▶ **Short problem**: Find every line in the material below that contains the word "SELECT" and copy each one out in full. Case counts, so only lines where the letters match in upper and lower case qualify.

Saved entries:
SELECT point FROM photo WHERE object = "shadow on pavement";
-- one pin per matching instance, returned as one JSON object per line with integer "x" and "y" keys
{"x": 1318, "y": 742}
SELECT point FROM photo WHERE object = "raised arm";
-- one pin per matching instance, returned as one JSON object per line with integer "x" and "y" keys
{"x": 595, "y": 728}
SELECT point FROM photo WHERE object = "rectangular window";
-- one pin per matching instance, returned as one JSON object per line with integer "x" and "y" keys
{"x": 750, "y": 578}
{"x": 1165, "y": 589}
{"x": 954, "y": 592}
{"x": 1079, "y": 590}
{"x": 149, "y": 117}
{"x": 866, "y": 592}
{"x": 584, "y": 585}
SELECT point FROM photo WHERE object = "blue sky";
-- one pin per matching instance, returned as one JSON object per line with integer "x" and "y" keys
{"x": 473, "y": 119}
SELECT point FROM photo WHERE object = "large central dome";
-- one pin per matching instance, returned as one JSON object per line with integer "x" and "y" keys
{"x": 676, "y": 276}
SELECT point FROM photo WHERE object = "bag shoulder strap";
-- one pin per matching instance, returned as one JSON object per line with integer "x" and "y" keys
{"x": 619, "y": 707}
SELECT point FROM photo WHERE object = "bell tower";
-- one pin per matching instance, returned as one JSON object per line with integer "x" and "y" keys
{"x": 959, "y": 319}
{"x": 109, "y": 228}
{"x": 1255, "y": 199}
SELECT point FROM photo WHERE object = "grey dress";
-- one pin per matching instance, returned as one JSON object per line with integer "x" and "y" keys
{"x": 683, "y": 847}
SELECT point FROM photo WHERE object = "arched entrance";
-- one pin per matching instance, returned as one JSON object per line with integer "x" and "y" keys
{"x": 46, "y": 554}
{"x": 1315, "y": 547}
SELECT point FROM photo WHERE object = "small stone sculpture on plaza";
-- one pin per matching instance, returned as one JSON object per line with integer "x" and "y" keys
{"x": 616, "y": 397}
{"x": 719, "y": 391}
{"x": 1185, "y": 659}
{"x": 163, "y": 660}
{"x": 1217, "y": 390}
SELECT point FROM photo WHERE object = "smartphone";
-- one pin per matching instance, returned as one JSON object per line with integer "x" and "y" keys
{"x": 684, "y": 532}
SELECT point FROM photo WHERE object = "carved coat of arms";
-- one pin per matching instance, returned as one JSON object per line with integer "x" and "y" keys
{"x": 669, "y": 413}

▶ **Task solution**:
SELECT point FROM photo WHERE object = "shadow on pavement";
SELECT point FROM photo WHERE object = "raised arm";
SELECT point FROM photo WHERE object = "rectangular window";
SELECT point FROM photo WHERE object = "blue sky";
SELECT point FROM photo WHERE object = "large central dome";
SELECT point FROM photo WHERE object = "bag shoulder strap";
SELECT point FROM photo WHERE object = "bell tower";
SELECT point FROM photo WHERE object = "grey dress";
SELECT point FROM photo WHERE object = "arched entrance";
SELECT point FROM photo WHERE object = "small stone sculpture on plaza";
SELECT point FROM photo WHERE object = "smartphone";
SELECT point FROM photo WHERE object = "carved coat of arms";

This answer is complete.